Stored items
::::

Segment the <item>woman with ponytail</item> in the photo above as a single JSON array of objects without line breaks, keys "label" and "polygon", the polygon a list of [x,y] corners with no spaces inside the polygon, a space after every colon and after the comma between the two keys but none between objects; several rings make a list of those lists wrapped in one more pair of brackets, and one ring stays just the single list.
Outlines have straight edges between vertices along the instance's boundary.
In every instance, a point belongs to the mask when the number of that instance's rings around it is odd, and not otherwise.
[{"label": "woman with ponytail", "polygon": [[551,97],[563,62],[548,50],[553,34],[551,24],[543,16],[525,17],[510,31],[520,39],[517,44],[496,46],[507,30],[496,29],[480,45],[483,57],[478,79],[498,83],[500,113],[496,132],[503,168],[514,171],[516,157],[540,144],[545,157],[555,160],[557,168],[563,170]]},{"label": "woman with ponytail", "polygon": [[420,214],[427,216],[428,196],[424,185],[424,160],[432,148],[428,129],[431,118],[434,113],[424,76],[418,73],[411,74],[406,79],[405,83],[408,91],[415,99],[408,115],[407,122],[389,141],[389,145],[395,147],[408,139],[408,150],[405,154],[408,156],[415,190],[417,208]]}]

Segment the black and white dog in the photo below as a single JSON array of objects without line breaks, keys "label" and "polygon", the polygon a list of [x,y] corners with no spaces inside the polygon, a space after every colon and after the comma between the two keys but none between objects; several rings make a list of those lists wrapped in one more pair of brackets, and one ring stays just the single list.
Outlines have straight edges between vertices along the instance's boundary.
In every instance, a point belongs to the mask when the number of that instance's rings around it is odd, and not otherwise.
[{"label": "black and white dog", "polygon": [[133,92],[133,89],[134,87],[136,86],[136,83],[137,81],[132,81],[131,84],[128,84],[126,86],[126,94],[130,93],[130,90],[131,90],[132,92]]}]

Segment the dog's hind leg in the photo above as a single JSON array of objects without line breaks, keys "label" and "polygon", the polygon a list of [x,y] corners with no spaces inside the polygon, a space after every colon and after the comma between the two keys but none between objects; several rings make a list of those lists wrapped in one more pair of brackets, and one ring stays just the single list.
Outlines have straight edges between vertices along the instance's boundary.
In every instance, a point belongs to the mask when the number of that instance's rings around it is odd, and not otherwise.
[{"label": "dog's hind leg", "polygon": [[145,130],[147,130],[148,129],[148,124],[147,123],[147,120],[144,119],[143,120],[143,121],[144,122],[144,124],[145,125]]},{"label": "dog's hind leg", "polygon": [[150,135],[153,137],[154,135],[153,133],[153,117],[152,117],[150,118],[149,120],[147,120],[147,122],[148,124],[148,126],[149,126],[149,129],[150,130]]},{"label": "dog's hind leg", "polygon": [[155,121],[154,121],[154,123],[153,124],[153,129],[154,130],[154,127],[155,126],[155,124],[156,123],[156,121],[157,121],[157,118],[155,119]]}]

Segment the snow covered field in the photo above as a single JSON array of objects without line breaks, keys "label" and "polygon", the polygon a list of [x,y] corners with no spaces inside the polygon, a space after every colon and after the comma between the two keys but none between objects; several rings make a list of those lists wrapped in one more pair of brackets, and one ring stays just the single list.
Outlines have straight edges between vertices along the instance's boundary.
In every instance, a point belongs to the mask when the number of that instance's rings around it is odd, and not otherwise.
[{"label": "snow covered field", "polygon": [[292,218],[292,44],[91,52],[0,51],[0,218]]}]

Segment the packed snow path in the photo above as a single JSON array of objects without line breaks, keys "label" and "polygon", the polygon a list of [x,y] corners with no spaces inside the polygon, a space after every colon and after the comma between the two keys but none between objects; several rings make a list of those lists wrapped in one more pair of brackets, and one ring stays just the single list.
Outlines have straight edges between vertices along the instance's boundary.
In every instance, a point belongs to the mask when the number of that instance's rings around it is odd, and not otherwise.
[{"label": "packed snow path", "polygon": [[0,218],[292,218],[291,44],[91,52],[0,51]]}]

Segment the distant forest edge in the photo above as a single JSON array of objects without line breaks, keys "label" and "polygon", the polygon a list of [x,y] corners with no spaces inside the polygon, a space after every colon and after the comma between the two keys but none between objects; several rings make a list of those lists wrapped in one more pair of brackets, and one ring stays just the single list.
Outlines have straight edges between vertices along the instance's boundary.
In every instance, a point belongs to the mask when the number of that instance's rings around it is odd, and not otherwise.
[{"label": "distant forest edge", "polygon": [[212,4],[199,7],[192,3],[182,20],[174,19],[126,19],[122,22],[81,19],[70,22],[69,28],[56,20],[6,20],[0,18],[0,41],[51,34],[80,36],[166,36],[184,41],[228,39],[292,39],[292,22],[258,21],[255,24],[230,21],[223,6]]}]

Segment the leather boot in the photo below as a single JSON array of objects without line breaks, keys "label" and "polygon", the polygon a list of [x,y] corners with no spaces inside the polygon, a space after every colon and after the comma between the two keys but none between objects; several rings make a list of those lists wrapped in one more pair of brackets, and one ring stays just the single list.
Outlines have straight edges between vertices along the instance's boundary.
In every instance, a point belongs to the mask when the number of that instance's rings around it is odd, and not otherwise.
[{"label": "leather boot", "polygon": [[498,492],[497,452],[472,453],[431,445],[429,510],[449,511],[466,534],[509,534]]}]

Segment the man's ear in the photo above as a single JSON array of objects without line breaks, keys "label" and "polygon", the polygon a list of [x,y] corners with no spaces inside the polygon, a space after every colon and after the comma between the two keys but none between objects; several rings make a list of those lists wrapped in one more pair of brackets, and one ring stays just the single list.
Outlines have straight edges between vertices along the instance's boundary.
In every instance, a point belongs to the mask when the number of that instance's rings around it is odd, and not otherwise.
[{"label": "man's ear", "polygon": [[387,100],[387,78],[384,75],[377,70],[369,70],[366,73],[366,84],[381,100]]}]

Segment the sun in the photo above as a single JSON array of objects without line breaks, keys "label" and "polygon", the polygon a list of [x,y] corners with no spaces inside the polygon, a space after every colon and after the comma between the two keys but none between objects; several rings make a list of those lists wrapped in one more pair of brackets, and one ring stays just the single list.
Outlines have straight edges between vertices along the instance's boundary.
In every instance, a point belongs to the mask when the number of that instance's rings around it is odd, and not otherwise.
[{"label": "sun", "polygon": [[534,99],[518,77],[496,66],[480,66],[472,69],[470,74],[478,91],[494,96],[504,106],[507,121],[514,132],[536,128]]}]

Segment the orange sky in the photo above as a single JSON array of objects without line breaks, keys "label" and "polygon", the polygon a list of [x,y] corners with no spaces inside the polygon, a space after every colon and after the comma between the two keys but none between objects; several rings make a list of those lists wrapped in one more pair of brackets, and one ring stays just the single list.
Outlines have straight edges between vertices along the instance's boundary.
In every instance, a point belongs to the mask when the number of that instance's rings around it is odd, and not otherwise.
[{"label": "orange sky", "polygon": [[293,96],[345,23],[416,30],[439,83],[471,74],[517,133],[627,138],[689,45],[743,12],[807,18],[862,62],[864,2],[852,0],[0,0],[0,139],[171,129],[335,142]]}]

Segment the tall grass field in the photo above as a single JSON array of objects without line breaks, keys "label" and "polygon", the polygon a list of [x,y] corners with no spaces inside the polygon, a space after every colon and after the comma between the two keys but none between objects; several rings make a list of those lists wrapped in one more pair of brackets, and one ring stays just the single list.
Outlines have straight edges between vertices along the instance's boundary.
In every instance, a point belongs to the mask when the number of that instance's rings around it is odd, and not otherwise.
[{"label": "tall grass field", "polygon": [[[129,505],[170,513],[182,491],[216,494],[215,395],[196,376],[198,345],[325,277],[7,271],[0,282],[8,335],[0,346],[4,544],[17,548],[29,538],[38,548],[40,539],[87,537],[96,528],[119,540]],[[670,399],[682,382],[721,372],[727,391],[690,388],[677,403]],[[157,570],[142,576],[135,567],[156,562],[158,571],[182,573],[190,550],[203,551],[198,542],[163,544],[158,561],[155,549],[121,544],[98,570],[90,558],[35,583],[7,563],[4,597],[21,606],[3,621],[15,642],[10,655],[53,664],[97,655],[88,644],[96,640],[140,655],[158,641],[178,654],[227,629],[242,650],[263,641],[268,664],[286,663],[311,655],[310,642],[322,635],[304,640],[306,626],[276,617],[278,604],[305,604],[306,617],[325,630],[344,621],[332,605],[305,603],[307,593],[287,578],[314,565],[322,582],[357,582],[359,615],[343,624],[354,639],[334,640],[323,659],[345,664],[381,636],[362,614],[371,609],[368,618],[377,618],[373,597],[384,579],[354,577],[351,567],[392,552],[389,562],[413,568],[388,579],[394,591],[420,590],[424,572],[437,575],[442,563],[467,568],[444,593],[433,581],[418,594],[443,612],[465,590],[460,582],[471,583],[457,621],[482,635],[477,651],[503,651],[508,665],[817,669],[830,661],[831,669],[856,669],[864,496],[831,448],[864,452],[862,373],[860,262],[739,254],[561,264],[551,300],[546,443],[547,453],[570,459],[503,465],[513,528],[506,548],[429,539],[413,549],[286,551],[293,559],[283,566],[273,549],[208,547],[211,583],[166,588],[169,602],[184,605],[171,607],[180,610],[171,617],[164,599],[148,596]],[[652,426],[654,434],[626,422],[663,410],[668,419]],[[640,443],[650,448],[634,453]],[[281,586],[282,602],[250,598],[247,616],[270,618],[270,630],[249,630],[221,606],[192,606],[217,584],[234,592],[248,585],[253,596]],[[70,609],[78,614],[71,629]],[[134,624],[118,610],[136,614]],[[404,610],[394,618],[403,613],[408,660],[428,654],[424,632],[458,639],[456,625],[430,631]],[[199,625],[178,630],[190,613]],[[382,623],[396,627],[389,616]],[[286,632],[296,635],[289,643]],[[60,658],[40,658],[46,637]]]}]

::::

» EXERCISE TASK
How many lines of the items above contain the string "snow"? Reply with the number alone.

» COMPLETE ANSWER
4